### WHAT TO DO
Return, word for word, the part of the lung ultrasound abstract below that opens with the words "Conclusions: A-lines and" and closes with "with adverse outcomes.".
··· SELECTED PASSAGE
Aims: Lung ultrasound (LUS) relies on detecting artefacts, including A-lines and B-lines, when assessing dyspnoeic patients. A-lines are horizontal artefacts and characterize normal lung, whereas multiple vertical B-lines are associated with increased lung density. We sought to assess the prevalence of A-lines and B-lines in patients with acute heart failure (AHF) and examine their clinical correlates and their relationship with outcomes.
Methods and results: In a prospective cohort study of adults with AHF, eight-zone LUS and echocardiography were performed early during the hospitalization and pre-discharge at an imaging depth of 18 cm. A- and B-lines were analysed separately off-line, blinded to clinical and outcome data. Of 164 patients [median age 71 years, 61% men, mean ejection fraction (EF) 40%], the sum of A-lines at baseline ranged from 0 to 19 and B-line number from 0 to 36. One hundred and fifty-six patients (95%) had co-existing A-lines and B-lines at baseline. Lower body mass index and lower chest wall thickness were associated with a higher number of A-lines (P trend < 0.001 for both). In contrast to B-lines, there was no significant change in the number of A-lines from baseline to discharge (median 6 vs. 5, P = 0.80). While B-lines were associated with 90-day HF readmission or death, A-lines were not [HR 1.67, 95% confidence interval (CI) 1.11-2.51 vs. HR 0.97, 95% CI 0.65-1.43].
Conclusions: A-lines and B-lines on LUS co-exist in the vast majority of hospitalized patients with AHF. In contrast to B-lines, A-lines were not associated with adverse outcomes.
Keywords: A-lines; Acute heart failure; B-lines; Lung ultrasound; Pulmonary congestion.
······
··· EXTRACTED RECORDS
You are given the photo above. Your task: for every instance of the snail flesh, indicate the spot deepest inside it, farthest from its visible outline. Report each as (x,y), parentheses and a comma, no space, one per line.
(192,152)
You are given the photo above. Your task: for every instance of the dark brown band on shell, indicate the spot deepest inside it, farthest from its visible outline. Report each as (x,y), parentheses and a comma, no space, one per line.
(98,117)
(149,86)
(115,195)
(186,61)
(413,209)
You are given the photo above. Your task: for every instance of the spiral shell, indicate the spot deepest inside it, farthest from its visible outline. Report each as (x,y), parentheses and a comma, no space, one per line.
······
··· EXTRACTED RECORDS
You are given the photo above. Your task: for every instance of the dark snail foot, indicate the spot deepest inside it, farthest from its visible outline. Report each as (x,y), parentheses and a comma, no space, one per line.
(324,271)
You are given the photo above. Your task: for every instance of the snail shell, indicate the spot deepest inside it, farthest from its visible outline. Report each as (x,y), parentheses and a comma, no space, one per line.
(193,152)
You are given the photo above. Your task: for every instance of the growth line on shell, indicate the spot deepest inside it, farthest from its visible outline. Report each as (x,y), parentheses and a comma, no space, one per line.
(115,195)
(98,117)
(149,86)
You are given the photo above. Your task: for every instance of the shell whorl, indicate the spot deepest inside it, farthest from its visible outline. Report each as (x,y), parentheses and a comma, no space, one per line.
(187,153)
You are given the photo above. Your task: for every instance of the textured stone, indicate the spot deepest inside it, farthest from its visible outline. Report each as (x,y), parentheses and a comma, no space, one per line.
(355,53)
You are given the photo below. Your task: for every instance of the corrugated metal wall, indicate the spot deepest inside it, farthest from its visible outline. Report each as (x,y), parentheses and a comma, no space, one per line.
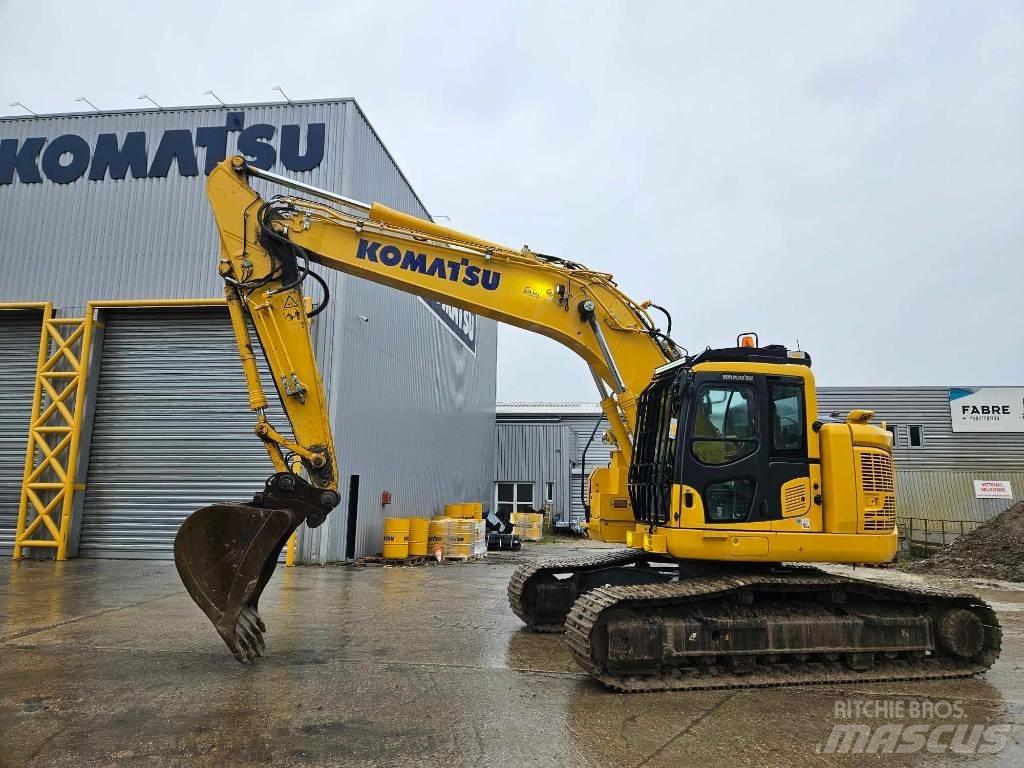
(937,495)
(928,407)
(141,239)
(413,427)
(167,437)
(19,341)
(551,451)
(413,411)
······
··· EXTRACTED RECORDS
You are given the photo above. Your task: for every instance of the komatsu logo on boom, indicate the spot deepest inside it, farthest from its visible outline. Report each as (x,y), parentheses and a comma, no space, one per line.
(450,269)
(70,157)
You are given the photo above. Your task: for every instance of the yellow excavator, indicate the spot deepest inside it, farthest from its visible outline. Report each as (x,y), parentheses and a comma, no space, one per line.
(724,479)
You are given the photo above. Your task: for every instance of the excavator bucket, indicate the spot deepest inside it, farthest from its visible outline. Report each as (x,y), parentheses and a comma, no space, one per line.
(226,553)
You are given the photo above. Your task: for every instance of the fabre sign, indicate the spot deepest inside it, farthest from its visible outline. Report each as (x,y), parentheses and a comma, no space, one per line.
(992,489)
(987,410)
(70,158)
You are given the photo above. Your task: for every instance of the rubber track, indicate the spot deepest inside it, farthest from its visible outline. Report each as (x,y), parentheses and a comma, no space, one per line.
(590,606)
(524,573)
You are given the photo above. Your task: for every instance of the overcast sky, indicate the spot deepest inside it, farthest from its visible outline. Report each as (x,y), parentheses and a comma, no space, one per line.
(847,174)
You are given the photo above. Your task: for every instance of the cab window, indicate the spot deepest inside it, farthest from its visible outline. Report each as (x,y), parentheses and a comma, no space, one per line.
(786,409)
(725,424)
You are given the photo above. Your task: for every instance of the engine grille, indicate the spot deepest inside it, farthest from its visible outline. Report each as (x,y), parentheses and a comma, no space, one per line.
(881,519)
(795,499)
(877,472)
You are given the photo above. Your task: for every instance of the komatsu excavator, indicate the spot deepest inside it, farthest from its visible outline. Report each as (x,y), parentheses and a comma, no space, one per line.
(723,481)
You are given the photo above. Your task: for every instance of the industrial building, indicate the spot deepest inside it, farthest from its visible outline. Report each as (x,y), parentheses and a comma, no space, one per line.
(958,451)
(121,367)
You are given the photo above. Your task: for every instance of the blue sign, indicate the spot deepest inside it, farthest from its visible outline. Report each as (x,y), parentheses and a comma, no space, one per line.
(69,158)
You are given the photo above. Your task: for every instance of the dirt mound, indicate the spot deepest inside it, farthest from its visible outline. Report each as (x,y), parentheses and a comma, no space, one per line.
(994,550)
······
### SOLUTION TO THIS EXERCISE
Conclusions: A-lines and B-lines on LUS co-exist in the vast majority of hospitalized patients with AHF. In contrast to B-lines, A-lines were not associated with adverse outcomes.